**Exercise goal:** The required output is the line containing "[spot] the finger, one" through the final line of the material below, printed exactly, with no other lines.

------------

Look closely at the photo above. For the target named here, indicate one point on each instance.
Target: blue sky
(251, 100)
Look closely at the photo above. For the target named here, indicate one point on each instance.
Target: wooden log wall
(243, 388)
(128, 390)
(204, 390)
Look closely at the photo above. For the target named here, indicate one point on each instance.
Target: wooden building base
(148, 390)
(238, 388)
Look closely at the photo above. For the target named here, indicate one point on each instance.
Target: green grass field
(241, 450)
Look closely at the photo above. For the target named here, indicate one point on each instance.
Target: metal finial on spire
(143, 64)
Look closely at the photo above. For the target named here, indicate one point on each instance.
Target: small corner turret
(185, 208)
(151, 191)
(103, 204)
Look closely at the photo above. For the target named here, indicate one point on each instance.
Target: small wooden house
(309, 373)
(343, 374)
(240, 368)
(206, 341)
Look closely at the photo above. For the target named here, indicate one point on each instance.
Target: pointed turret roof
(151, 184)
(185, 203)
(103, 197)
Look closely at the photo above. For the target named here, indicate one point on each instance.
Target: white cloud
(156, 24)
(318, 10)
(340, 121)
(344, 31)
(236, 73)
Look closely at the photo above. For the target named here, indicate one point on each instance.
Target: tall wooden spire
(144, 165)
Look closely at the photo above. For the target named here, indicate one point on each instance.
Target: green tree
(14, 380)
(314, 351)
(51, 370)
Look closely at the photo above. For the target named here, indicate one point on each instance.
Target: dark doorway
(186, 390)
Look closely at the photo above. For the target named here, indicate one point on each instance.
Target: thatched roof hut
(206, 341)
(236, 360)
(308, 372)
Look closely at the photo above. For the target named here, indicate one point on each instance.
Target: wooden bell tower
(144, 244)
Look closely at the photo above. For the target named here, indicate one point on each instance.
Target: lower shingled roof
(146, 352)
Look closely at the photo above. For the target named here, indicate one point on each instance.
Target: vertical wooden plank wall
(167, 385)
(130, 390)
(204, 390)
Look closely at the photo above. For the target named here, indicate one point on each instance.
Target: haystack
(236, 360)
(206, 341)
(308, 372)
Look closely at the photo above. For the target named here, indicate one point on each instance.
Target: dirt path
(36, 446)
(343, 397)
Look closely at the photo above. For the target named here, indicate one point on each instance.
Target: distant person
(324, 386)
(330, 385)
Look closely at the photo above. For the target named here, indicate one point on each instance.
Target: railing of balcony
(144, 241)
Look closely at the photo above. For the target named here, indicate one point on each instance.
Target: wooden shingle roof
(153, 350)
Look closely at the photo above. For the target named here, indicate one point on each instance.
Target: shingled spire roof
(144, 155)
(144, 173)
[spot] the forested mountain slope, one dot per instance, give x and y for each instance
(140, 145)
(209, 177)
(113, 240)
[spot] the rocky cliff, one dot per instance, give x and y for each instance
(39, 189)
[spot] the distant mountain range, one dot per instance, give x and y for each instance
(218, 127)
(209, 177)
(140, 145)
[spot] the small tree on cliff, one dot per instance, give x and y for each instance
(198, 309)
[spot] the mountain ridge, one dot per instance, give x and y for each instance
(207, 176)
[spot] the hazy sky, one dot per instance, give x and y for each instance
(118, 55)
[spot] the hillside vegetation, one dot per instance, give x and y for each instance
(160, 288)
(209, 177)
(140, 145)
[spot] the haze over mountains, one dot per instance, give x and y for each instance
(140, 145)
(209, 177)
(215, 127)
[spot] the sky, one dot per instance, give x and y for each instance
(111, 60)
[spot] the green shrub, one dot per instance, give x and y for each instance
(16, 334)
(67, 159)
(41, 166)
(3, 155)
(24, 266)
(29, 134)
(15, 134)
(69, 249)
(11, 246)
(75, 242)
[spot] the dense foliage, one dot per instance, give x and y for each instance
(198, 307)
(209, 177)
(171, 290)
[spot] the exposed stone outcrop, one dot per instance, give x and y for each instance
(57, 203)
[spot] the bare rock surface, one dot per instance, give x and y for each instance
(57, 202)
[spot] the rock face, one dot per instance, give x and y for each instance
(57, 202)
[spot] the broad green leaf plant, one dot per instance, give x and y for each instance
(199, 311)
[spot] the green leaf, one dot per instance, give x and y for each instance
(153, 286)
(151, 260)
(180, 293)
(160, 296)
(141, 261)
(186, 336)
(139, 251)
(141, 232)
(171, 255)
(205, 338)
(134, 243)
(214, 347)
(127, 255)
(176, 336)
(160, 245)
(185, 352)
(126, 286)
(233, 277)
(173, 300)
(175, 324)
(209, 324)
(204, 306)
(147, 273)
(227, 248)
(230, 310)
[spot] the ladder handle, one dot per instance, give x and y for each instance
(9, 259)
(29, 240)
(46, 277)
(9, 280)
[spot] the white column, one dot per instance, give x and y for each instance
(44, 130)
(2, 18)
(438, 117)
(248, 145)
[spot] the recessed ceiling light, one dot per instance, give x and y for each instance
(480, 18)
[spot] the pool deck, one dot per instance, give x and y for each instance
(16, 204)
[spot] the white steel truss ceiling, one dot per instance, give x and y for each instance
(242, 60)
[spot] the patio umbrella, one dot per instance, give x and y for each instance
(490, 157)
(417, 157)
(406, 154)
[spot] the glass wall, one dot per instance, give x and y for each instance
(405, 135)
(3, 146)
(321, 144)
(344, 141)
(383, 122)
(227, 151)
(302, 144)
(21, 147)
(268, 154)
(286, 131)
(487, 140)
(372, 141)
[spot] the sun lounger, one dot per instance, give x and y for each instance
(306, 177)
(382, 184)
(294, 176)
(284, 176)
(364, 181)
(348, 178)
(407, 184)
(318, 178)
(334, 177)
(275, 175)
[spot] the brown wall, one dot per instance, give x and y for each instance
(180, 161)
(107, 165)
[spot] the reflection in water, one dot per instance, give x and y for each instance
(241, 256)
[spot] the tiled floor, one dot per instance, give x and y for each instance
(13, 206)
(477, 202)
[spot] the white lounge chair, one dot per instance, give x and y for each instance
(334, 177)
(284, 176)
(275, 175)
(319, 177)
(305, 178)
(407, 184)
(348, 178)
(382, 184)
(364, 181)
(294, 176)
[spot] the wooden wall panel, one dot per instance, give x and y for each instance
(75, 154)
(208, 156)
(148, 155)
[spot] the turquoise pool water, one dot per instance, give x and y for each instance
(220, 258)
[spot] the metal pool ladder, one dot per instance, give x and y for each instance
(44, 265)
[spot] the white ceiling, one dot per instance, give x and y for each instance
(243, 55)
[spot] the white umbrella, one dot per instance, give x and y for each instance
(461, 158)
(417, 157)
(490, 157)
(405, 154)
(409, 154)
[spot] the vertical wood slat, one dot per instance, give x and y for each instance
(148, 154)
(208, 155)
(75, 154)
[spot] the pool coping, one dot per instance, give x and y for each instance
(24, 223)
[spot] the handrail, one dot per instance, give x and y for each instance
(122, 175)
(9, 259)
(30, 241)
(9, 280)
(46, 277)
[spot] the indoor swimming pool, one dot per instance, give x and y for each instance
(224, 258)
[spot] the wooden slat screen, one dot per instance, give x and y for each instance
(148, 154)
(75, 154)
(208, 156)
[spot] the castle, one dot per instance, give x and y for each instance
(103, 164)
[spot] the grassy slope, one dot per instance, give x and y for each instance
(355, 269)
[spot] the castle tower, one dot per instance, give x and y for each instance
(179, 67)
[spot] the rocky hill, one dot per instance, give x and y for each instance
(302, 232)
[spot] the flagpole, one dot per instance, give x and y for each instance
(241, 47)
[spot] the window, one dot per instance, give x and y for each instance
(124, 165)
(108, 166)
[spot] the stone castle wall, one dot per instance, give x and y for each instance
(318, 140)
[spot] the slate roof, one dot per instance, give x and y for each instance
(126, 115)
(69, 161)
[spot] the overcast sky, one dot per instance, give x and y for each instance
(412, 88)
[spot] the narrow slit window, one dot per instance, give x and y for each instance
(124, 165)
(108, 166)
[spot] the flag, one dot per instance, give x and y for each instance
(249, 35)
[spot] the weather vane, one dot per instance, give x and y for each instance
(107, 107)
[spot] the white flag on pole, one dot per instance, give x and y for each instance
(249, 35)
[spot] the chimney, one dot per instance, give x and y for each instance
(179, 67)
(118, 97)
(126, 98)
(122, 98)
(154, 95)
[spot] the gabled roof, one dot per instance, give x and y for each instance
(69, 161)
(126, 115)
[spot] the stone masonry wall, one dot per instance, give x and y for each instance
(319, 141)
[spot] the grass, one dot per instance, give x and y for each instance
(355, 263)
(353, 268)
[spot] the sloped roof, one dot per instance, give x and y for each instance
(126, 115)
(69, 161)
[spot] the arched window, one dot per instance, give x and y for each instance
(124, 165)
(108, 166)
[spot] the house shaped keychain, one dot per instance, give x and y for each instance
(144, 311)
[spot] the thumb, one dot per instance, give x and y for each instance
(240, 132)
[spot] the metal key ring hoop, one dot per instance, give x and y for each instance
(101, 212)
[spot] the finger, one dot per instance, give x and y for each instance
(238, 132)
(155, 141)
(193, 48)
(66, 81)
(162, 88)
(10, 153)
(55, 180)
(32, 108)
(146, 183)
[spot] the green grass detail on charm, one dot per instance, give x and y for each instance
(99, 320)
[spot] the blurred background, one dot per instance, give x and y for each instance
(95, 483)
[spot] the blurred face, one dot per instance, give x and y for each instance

------------

**Output of the exercise:**
[spot] the finger, one dot per instance, give x and y for each instance
(238, 132)
(155, 141)
(193, 48)
(66, 81)
(162, 88)
(10, 153)
(55, 180)
(32, 108)
(146, 183)
[spot] the green grass detail on charm, one dot per instance, give x and y for each instance
(99, 320)
[spot] the blurred background, one dot per instance, give x and y for each instance
(95, 483)
[spot] the blurred face, one dot per instance, give x and y for each instance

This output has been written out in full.